**What to work on**:
Pull out every line of the records that contains the string "sign", and copy each one. Case counts.

**Recorded information**:
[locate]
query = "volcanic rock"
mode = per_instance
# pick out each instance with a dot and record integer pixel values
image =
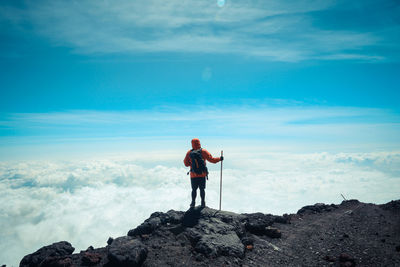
(54, 250)
(318, 235)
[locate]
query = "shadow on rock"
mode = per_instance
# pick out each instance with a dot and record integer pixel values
(191, 217)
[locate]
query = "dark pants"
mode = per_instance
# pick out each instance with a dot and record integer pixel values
(198, 182)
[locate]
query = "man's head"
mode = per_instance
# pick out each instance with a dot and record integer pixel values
(196, 143)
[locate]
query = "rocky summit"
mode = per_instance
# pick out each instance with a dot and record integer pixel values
(349, 234)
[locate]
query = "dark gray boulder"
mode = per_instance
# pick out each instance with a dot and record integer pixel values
(58, 249)
(126, 251)
(155, 221)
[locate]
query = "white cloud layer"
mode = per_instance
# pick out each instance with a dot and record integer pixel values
(86, 201)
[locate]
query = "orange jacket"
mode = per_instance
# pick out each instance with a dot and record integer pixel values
(204, 153)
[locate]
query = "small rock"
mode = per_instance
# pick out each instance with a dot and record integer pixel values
(90, 259)
(57, 262)
(127, 251)
(247, 241)
(346, 260)
(330, 258)
(249, 247)
(273, 232)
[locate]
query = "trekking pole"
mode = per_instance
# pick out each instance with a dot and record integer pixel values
(220, 183)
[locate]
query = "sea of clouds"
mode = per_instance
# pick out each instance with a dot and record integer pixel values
(84, 201)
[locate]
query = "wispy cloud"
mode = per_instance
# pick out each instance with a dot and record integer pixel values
(302, 124)
(269, 30)
(86, 201)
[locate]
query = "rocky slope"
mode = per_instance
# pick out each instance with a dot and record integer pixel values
(349, 234)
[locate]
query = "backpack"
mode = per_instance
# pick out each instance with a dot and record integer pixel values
(198, 164)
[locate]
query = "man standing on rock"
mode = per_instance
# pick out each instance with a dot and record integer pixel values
(196, 159)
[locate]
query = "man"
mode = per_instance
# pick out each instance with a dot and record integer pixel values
(198, 178)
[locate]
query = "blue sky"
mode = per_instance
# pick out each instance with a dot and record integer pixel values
(102, 98)
(65, 58)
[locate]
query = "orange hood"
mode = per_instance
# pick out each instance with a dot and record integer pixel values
(196, 143)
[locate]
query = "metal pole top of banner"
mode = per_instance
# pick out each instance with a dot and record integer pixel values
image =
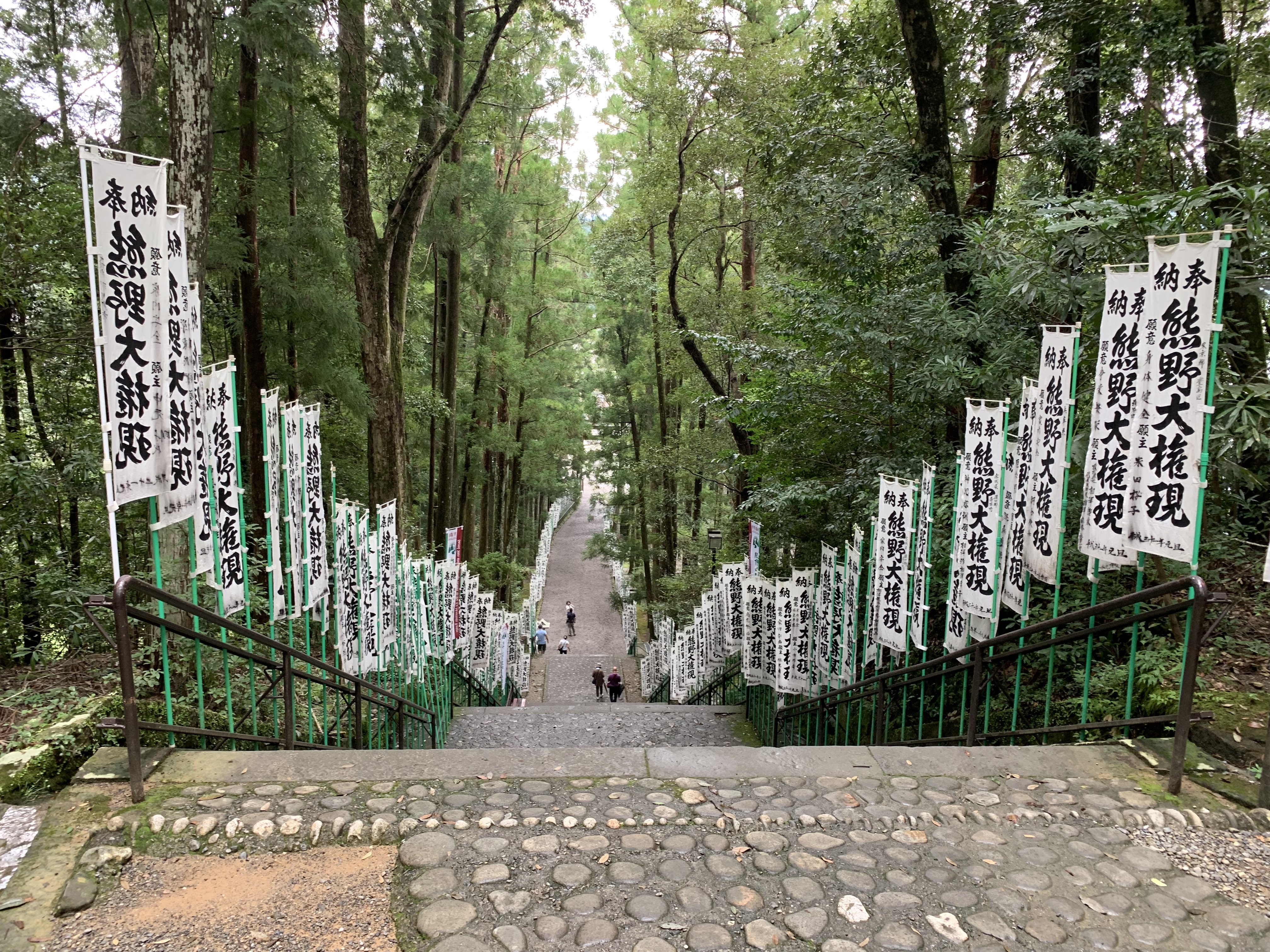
(987, 404)
(92, 149)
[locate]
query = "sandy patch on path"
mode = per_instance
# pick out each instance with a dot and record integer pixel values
(322, 900)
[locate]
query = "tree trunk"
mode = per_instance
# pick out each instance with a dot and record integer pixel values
(1084, 92)
(256, 371)
(136, 42)
(934, 159)
(16, 449)
(994, 89)
(190, 116)
(1215, 86)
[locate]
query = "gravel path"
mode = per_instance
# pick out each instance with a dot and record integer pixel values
(1238, 862)
(588, 584)
(324, 900)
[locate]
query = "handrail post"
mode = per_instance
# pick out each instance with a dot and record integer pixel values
(1187, 691)
(128, 687)
(289, 705)
(358, 715)
(973, 702)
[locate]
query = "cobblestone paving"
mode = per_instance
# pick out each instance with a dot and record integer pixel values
(588, 584)
(593, 725)
(991, 864)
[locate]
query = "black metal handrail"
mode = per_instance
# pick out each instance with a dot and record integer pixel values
(1009, 649)
(284, 668)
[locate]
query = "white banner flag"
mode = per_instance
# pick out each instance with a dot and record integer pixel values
(204, 511)
(896, 534)
(294, 473)
(1050, 452)
(921, 558)
(1173, 395)
(956, 635)
(1014, 573)
(388, 575)
(980, 509)
(851, 565)
(315, 513)
(130, 214)
(180, 499)
(825, 639)
(273, 504)
(223, 446)
(347, 589)
(1105, 513)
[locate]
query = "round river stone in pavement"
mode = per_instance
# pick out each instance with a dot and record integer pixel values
(675, 870)
(596, 931)
(511, 937)
(433, 883)
(426, 850)
(808, 923)
(572, 875)
(898, 936)
(694, 900)
(646, 909)
(726, 867)
(445, 916)
(679, 843)
(708, 937)
(766, 842)
(626, 874)
(552, 928)
(761, 933)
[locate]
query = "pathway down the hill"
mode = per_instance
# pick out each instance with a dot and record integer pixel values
(587, 583)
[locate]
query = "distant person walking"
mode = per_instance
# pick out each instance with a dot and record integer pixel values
(615, 686)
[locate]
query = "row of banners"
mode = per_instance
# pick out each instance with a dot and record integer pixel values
(1143, 494)
(171, 436)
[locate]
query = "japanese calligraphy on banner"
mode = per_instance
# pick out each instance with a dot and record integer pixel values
(180, 498)
(1105, 513)
(784, 635)
(753, 647)
(347, 591)
(129, 209)
(368, 563)
(1014, 572)
(223, 444)
(921, 558)
(825, 592)
(1048, 468)
(315, 513)
(293, 446)
(1173, 393)
(980, 509)
(733, 583)
(956, 637)
(388, 572)
(895, 539)
(273, 504)
(204, 551)
(851, 563)
(803, 596)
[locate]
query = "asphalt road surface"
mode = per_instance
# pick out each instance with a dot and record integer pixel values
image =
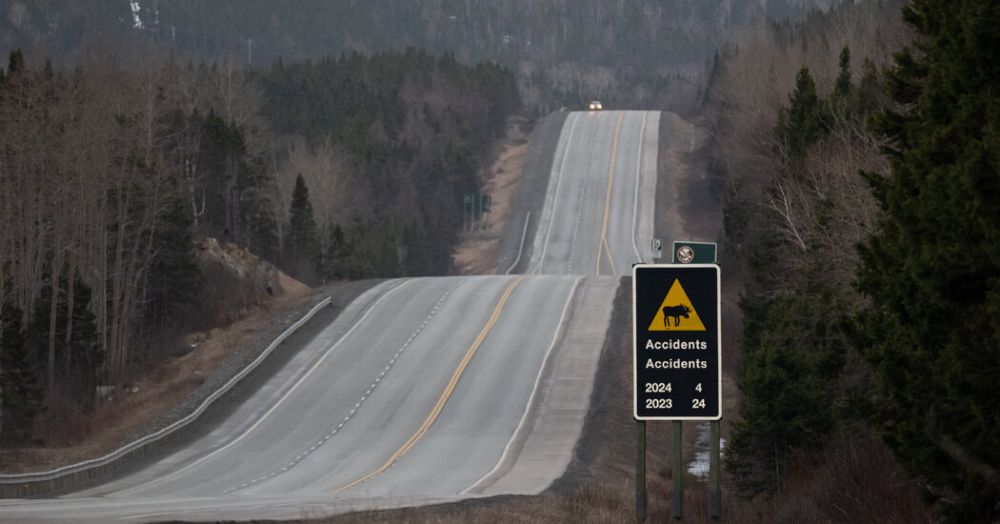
(426, 389)
(598, 215)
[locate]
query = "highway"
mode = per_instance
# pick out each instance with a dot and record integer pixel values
(598, 215)
(425, 389)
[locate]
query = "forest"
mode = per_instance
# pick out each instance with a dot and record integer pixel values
(110, 172)
(564, 53)
(860, 151)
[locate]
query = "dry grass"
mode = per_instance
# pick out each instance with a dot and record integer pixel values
(478, 251)
(856, 480)
(88, 435)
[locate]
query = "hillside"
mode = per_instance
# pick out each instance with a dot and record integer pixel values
(563, 52)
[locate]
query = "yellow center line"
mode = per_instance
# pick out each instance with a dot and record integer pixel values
(603, 244)
(445, 395)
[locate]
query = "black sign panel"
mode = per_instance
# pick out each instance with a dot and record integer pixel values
(676, 342)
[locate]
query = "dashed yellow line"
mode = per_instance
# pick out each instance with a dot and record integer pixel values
(445, 395)
(602, 246)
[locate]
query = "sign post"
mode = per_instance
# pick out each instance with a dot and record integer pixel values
(686, 252)
(677, 351)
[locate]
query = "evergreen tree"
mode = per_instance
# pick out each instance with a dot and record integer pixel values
(174, 281)
(335, 255)
(842, 88)
(20, 393)
(15, 63)
(79, 356)
(801, 125)
(932, 269)
(303, 253)
(793, 349)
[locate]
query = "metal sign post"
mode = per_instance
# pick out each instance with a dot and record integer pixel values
(686, 252)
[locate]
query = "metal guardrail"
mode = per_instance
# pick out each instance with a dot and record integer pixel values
(22, 485)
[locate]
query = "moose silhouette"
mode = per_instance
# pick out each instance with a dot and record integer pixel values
(675, 312)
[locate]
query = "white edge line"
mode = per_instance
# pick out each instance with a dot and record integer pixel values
(638, 173)
(153, 437)
(555, 198)
(520, 248)
(277, 404)
(534, 391)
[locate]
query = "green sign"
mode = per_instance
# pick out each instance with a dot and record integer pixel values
(686, 252)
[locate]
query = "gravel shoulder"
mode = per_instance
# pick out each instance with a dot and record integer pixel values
(529, 197)
(238, 345)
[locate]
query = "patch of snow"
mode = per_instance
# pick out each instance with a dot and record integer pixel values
(135, 7)
(699, 465)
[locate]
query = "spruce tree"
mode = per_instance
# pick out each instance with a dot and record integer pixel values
(20, 393)
(801, 125)
(842, 88)
(174, 281)
(932, 269)
(303, 252)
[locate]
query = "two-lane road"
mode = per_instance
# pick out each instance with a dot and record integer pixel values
(598, 211)
(425, 389)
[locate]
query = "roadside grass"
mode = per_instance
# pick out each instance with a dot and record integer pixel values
(86, 435)
(855, 480)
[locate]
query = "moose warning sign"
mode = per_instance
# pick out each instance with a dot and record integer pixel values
(676, 344)
(676, 313)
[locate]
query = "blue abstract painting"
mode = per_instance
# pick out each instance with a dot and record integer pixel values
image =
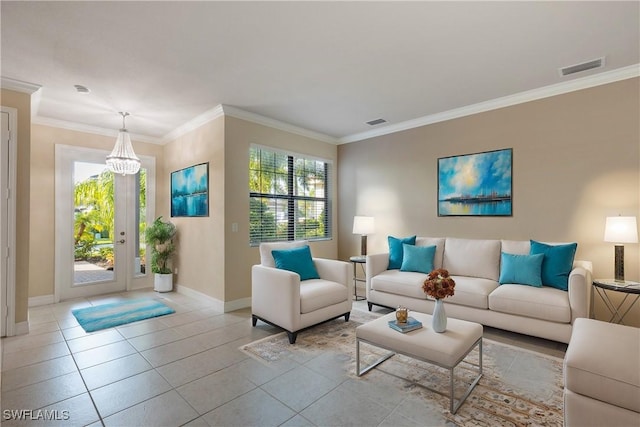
(475, 184)
(190, 191)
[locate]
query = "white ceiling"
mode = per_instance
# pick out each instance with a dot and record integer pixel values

**Answer below**:
query = "black sign panel"
query = "sign post"
query = "metal sign post"
query = "green sign"
query = "moose warning sign"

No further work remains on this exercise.